→ Aim of the task
Which lines of the data below contain the string "cloud"? Gather each one and copy it out in full, matching case exactly.

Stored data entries
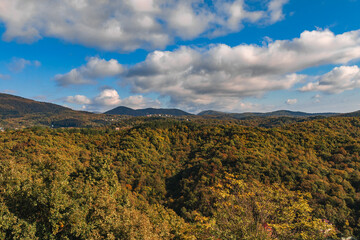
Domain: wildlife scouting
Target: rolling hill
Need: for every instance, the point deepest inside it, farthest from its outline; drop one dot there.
(279, 113)
(147, 111)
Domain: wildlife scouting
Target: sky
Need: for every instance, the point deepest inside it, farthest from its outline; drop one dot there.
(195, 55)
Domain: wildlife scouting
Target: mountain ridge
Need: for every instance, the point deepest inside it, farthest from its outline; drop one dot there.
(122, 110)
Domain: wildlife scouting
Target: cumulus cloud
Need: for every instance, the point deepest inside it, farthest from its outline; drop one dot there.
(220, 73)
(337, 80)
(128, 25)
(291, 101)
(95, 68)
(19, 64)
(4, 77)
(109, 98)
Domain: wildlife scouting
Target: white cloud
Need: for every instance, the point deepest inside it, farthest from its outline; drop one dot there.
(78, 99)
(337, 80)
(291, 101)
(95, 68)
(109, 98)
(209, 76)
(4, 77)
(128, 25)
(19, 64)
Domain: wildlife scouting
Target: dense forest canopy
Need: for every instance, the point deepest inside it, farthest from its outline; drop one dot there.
(172, 179)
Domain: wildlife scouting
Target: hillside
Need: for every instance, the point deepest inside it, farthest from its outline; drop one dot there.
(18, 112)
(147, 111)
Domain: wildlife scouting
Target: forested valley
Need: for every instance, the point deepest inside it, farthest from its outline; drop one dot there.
(177, 179)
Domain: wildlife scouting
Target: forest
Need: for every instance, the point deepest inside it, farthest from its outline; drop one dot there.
(166, 178)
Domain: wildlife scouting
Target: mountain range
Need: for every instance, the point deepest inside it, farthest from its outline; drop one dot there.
(147, 111)
(45, 113)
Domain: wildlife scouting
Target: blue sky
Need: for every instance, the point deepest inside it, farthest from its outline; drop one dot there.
(234, 56)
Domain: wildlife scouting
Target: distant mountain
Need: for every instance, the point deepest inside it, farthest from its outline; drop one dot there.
(147, 111)
(280, 113)
(14, 106)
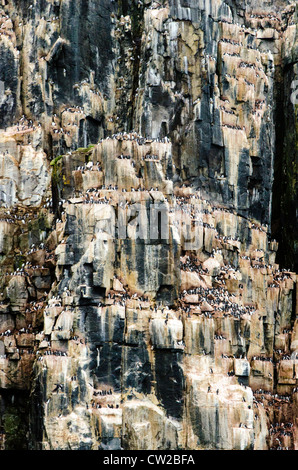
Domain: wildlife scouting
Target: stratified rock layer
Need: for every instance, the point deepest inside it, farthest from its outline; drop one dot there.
(142, 306)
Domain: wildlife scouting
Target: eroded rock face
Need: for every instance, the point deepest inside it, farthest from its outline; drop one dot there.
(142, 305)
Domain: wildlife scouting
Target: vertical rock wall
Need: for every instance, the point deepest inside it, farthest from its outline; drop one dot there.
(141, 147)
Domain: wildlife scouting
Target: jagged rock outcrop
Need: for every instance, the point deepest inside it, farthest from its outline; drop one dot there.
(144, 177)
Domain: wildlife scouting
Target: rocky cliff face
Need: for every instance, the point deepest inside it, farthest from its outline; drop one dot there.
(147, 165)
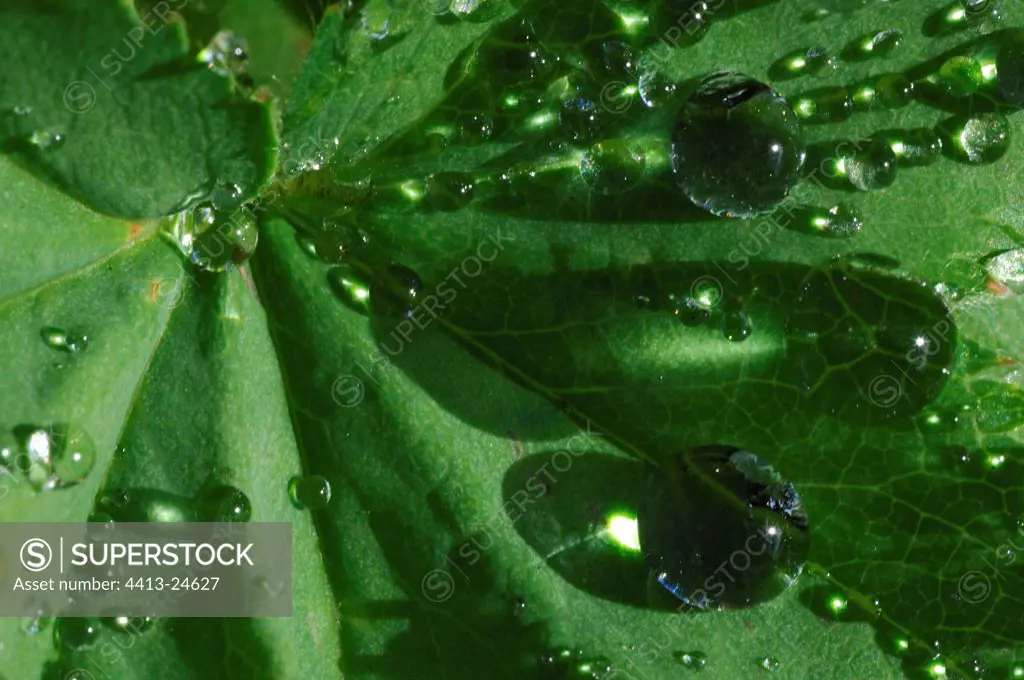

→ Solution to this exercise
Target: cumulus cloud
Target: white cloud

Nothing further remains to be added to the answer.